» **Information supplied**:
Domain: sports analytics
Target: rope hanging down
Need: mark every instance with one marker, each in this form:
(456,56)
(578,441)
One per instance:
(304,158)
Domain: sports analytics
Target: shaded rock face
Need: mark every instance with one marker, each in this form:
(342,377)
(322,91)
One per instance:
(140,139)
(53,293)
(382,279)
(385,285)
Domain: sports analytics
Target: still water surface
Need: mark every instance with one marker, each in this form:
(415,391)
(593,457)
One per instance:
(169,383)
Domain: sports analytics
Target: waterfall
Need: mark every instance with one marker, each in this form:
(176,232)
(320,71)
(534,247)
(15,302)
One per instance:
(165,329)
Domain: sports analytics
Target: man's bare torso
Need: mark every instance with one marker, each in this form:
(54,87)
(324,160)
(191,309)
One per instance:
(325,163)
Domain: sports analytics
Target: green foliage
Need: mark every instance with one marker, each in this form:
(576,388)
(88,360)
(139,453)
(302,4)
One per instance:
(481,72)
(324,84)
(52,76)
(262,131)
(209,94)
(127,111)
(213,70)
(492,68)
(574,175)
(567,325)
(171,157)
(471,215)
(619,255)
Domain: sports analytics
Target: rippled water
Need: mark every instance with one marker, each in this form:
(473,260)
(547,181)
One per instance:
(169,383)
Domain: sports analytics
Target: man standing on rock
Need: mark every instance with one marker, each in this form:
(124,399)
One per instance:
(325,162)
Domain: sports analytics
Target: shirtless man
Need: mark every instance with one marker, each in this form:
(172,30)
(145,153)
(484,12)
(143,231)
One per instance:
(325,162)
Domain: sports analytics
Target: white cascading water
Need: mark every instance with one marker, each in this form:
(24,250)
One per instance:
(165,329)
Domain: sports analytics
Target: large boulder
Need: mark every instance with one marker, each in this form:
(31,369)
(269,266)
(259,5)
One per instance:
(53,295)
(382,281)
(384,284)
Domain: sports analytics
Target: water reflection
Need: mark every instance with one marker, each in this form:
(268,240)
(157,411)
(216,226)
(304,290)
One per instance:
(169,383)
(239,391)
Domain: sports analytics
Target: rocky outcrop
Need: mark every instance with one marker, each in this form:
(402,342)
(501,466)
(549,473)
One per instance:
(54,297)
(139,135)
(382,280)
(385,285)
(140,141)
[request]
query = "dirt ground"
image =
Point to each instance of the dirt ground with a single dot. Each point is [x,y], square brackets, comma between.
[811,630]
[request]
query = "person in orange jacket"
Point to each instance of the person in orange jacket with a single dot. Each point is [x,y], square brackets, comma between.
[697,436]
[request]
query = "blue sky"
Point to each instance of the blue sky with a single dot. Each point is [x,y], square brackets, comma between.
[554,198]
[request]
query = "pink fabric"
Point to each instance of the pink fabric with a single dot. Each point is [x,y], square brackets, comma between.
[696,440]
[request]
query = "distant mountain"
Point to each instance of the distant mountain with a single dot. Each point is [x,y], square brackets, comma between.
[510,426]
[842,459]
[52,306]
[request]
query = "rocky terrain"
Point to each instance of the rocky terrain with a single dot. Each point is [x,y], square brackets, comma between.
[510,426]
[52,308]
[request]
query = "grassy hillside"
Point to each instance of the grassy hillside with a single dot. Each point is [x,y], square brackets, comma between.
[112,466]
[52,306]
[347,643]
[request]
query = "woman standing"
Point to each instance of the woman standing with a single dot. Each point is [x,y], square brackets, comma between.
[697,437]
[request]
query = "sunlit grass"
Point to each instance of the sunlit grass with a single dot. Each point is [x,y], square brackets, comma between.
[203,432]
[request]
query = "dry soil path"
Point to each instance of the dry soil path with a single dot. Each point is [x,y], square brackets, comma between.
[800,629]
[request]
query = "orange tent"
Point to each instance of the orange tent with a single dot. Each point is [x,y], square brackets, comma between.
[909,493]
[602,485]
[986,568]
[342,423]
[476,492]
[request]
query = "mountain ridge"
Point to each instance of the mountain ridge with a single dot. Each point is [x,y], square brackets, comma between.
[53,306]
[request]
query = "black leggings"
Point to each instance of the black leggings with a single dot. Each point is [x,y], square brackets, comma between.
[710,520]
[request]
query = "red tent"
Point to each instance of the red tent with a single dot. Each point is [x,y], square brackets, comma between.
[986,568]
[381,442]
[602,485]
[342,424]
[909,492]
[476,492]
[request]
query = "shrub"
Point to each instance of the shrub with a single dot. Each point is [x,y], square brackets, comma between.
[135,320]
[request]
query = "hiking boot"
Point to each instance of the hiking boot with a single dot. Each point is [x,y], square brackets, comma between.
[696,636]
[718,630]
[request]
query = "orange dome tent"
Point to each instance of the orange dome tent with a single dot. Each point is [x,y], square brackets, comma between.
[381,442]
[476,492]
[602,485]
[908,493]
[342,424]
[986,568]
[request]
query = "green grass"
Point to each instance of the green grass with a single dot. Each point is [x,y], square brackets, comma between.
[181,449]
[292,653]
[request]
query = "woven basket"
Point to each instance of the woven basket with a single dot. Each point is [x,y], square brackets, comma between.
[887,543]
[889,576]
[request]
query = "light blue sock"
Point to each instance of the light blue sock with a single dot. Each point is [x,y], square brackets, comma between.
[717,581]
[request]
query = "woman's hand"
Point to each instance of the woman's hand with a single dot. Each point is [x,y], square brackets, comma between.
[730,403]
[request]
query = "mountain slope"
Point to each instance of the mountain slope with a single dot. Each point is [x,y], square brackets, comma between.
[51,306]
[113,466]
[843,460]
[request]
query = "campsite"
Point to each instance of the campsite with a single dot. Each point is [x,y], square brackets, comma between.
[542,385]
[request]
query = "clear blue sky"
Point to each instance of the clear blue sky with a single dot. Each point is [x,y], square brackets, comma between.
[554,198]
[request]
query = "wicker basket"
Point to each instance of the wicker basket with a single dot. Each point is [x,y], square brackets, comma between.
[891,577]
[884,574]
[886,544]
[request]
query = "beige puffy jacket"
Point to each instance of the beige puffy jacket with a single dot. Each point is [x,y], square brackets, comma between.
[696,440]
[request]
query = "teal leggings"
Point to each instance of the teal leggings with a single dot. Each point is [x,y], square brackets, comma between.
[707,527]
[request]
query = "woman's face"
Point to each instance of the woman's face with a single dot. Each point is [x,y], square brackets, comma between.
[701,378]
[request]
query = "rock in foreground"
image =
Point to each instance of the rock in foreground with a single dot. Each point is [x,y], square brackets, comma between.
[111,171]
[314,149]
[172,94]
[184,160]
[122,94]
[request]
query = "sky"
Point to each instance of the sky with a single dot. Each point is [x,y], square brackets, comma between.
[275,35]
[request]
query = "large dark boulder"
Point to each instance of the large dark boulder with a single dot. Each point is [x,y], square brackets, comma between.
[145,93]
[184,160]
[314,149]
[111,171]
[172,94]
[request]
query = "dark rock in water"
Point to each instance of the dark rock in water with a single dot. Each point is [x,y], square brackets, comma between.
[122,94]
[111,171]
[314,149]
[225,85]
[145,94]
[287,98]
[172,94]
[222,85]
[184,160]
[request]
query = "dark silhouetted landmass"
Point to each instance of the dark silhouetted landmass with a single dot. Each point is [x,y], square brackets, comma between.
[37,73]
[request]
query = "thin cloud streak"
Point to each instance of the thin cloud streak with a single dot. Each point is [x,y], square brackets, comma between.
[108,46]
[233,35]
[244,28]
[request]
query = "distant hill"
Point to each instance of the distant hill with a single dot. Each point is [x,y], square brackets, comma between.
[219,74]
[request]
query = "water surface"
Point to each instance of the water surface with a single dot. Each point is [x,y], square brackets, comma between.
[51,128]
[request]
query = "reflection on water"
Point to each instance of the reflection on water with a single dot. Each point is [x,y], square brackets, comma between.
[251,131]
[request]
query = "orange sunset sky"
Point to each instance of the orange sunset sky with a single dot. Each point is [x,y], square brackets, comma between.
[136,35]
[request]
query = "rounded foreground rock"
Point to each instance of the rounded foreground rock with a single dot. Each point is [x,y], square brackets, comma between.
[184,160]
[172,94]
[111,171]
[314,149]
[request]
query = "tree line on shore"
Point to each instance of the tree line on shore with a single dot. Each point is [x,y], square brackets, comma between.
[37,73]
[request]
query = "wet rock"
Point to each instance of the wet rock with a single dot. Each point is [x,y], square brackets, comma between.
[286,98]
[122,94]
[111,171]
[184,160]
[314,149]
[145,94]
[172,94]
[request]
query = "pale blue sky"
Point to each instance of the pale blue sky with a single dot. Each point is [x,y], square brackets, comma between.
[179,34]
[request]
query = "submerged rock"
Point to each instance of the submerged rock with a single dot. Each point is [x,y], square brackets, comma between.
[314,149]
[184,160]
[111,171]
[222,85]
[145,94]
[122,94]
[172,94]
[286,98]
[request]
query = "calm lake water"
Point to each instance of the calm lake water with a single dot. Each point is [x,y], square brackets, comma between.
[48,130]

» **Problem details**: Pick out each line of the data that contains the string "reflection", and copy those lines in the order they appear.

» **Task answer**:
Target: water reflection
query = "reflection on water"
Point to each instance of the reflection on water with a single dot. Each point is [x,y], square brackets, comma between.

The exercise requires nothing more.